MTF of the master files is being measured according to the methods described in Guide 2 and Guide 3. The values will show whether the set target values for resolution have been met (ISO12233/FDIS, ISO/TC42, 1999; ISO 16067/WD, ISO/TC42, 1999).
Archival files should be scanned at the optical resolution of the scanning device to get the best quality. In some cases, it is necessary to resample the images to a certain resolution.
Noise refers to random variations associated with detection and reproduction systems. In photography, granularity is the objective measure of density nonuniformity that corresponds to the subjective concept of graininess. The equivalent in electronic imaging is noise, the presence of unwanted energy in the signal. This energy is not related to the image and degrades it. (However, one form of noise, known as the photon noise, is image related.)
Noise is an important attribute of electronic imaging systems. The visibility of noise to human observers depends on the magnitude of the noise, the apparent tone of the area containing the noise, and the type of noise. The magnitude of the noise in an output representation depends on the noise present in the stored image data and the contrast amplification or gain applied to the data in processing the output. Noise visibility is different for the luminance or brightness (monochrome) channel and the color channels.

Segmentation annotation records:
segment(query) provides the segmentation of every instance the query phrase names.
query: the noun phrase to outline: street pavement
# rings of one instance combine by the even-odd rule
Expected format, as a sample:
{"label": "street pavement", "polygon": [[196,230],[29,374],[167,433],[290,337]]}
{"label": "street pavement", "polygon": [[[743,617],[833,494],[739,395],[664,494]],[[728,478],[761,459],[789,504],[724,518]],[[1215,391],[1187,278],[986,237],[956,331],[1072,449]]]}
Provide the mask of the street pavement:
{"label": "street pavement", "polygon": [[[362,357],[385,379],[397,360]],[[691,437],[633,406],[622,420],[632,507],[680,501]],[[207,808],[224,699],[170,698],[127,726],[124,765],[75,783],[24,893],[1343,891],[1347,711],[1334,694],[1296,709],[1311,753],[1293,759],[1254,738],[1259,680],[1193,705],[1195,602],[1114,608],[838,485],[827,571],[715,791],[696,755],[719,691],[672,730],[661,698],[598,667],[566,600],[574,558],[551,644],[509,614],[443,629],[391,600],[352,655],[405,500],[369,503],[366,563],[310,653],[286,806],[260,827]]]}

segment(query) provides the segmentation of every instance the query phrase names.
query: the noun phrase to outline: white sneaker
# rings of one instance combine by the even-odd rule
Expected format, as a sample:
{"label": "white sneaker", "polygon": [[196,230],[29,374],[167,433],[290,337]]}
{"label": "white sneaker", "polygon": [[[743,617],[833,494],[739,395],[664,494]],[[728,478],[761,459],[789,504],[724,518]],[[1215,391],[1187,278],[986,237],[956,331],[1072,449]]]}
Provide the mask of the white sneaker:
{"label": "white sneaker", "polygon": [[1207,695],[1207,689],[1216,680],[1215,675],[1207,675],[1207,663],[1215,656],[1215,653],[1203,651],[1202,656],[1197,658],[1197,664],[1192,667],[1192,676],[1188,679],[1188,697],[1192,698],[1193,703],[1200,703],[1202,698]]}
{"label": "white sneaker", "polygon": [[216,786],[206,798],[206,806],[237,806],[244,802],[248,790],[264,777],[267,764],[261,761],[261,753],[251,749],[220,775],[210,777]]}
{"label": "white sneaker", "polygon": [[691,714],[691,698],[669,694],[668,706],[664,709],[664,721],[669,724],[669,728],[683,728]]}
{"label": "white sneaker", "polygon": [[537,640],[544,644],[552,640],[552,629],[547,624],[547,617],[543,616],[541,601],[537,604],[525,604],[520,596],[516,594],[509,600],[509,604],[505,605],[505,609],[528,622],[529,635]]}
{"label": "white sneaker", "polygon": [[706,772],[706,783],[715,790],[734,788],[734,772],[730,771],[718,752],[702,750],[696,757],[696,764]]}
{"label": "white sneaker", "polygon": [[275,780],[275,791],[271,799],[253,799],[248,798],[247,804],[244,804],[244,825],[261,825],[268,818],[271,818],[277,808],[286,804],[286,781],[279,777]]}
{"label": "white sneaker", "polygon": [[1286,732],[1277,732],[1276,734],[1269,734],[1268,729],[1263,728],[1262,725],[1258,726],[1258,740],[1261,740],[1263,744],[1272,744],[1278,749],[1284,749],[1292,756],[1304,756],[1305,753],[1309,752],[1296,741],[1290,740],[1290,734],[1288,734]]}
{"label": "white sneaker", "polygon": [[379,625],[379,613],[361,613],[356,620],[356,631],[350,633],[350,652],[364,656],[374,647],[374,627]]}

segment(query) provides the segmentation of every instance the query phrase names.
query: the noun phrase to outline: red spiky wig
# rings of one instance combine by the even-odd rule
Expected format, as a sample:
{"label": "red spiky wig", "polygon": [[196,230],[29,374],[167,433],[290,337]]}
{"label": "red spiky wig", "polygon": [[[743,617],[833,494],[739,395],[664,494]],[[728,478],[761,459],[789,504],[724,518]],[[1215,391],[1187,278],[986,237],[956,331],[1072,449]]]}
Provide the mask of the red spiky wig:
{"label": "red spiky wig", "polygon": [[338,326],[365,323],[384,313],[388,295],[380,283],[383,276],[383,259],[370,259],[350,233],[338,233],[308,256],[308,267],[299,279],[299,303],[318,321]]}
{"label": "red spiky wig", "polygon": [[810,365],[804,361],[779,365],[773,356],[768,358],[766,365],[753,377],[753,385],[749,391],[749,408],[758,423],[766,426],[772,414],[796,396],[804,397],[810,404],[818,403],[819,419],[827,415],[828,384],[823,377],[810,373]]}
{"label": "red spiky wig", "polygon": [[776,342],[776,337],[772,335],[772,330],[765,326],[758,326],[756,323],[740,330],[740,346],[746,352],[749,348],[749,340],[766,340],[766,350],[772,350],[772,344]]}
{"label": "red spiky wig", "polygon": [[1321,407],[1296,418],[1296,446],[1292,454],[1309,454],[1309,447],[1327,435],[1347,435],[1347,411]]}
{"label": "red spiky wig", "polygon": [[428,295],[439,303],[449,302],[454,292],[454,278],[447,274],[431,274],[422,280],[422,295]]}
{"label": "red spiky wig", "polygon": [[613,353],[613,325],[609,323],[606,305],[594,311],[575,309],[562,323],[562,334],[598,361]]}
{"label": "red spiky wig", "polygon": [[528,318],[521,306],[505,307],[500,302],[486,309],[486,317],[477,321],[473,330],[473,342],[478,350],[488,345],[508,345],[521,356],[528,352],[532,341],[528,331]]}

=== Task requirements ===
Resume the passage above on scanning resolution and image noise, picking up right after its final sentence.

=== Written reply ===
The noise test yields two important pieces of information. First, it shows the noise level of the system, indicating how many bit levels of the image data are actually useful. For example, if the specifications of the scanner state that 10 bits per channel are recorded on the input side, it is important to know how many of these bits are image information and how many are noise. Second, it indicates the signal-to-noise (S/N) ratio, which is essential for image quality considerations. The noise of the hardware should not change unless the scanner operator changes the way she or he works or dirt accumulates in the system.
Since many electronic imaging systems use extensive image processing to reduce the noise in uniform areas, the noise measured in different large area gray patches of the target may not be representative of the noise levels found in scans from real scenes. Therefore, another form of noise, so-called edge noise, will have to be looked at more closely.
See also, Guide 2, Noise.
The Electronic Still Photography Group IT10 has designed a target. A software plug-in, with which to read and interpret the target, will soon be available (ISO 15739/CD, ISO/TC42, 1999). One could also use a gray wedge and check the noise in the different areas of the wedge by calculating the standard deviation of the pixel count values contained within each gray patch. A more detailed description can be found in Guide 2.
Benchmark values for the endpoints of the RGB levels are often specified when (or in case) images are scanned in RGB and reduced to eight-bit-per-channel. The guidelines of the National Archives and Records Administration, for example, ask for RGB levels ranging from 8 to 247 for every channel (Puglia and Roginski 1998). The dynamic headroom at both ends of the scale ensures that there is no loss of detail or clipping in scanning, and accommodates the slight expansion of the tonal range that is caused by sharpening or other image processing steps. The aim-point values can be checked by looking at the histogram. It is important to check that the histogram has been calculated from the entire image and not just from the portion of the image that is displayed on the screen.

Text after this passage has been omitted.